## Task details
Put everything from the line containing "parapet wall? Mark that spot." down to the end of the material below into a Markdown table with the columns Row and Line, numbering each row and leaving out any blank lines.
=======
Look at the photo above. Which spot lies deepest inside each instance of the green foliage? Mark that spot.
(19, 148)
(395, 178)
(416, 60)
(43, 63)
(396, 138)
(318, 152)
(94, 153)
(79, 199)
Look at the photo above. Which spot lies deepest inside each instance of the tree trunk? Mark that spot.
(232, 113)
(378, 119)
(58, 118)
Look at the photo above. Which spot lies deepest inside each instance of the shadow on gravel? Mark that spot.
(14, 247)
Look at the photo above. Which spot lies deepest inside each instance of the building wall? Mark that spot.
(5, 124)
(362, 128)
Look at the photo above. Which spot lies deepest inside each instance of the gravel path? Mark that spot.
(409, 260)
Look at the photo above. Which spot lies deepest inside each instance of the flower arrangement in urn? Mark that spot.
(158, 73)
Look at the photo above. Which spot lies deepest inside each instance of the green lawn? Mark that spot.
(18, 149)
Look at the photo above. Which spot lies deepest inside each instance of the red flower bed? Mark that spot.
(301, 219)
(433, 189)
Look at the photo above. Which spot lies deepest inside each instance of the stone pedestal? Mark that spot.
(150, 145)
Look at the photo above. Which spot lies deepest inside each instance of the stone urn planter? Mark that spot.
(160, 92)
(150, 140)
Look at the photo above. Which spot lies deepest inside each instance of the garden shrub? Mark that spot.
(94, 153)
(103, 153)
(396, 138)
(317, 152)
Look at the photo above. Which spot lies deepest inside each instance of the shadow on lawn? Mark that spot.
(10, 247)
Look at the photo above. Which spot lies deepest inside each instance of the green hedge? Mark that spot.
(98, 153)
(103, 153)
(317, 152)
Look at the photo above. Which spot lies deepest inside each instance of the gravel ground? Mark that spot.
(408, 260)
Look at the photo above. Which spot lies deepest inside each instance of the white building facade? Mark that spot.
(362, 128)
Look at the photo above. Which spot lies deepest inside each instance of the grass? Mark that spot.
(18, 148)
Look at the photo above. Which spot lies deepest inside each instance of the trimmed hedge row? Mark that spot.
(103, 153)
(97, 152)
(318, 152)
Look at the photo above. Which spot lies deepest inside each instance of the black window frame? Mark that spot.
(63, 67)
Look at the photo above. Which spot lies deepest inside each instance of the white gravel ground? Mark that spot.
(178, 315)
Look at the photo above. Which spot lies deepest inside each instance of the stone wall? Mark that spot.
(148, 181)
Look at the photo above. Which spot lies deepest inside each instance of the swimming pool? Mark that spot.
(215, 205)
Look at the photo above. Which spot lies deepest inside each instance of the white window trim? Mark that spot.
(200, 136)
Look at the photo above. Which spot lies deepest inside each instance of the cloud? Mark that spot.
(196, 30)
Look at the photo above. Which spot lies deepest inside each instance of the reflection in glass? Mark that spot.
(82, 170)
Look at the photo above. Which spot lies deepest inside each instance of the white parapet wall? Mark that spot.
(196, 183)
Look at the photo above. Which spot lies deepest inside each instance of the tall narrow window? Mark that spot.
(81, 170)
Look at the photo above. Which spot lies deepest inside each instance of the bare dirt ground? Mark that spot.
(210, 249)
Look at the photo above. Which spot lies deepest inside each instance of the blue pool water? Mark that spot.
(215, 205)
=======
## Solution to this task
| Row | Line |
|---|---|
| 1 | Look at the photo above. Which spot lies deepest inside each instance of the white parapet wall? Mark that spot. |
| 2 | (196, 183) |
| 3 | Look at the photo above. Which spot lies deepest inside each instance of the tall narrow window? Mark that spot. |
| 4 | (81, 170) |
| 5 | Look at the photo above. Which spot lies deepest inside each instance of the bare dirt ground? Mark that spot. |
| 6 | (210, 249) |
| 7 | Look at the photo above. Which spot lies deepest inside each instance of the blue pool water? Mark that spot. |
| 8 | (215, 205) |